Ingredients
Method
Prepare the Zucchini: Preheat your oven to 375°F (190°C). Slice the zucchini into thin strips using a mandoline or knife. Lay the strips out on a clean towel, sprinkle with salt, and let them sit for 15 minutes to draw out excess moisture. Pat dry.
Cook the Sausage: In a skillet over medium heat, add the ground Italian sausage. Cook until browned and crispy, breaking it apart into small pieces. Drain excess fat if necessary, then add the Italian seasoning and garlic powder. Set aside to cool slightly.
Make the Cheese Filling: In a large bowl, combine the ricotta cheese, 1/2 cup of the mozzarella cheese, Parmesan cheese, and the egg. Mix well. Add salt and pepper to taste, and then fold in the cooked sausage.

Source excerpt:
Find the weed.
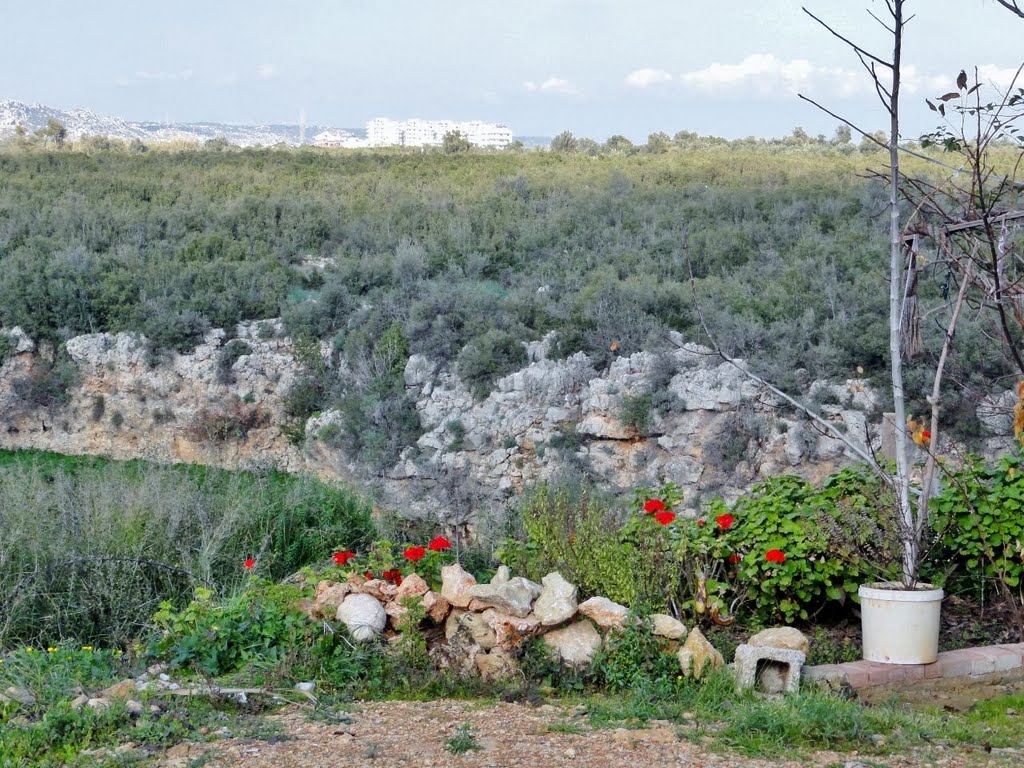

Challenge 1: Return the portion of the zucchini recipe that starts at the words "Make the Cheese" and ends after "the cooked sausage.".
Challenge 2: Write the next part of the zucchini recipe, picking up after its final sentence.
The listing has no connection to the zucchini recipe.

Final answer 1:
Make the Cheese Filling: In a large bowl, combine the ricotta cheese, 1/2 cup of the mozzarella cheese, Parmesan cheese, and the egg. Mix well. Add salt and pepper to taste, and then fold in the cooked sausage.

Final answer 2:
Assemble the Roll Ups: Spread a thin layer of marinara sauce on the bottom of a baking dish. Take one zucchini strip, spoon a generous amount of the cheese and sausage mixture onto the end, and roll it up tightly. Place the seam side down in the baking dish. Repeat with all zucchini strips.
Top with Sauce and Cheese: Once all your rolls are in the dish, cover with the remaining marinara sauce. Sprinkle the rest of the mozzarella cheese on top.
Bake: Cover the baking dish with aluminum foil and bake in the preheated oven for 25 minutes. Remove the foil and bake for an additional 10-15 minutes, or until the cheese is bubbly and golden brown.
Serve: Remove from the oven, let cool for a few minutes, then garnish with fresh basil leaves if desired. Serve hot and enjoy your delicious Keto Sausage Lasagna Roll Ups!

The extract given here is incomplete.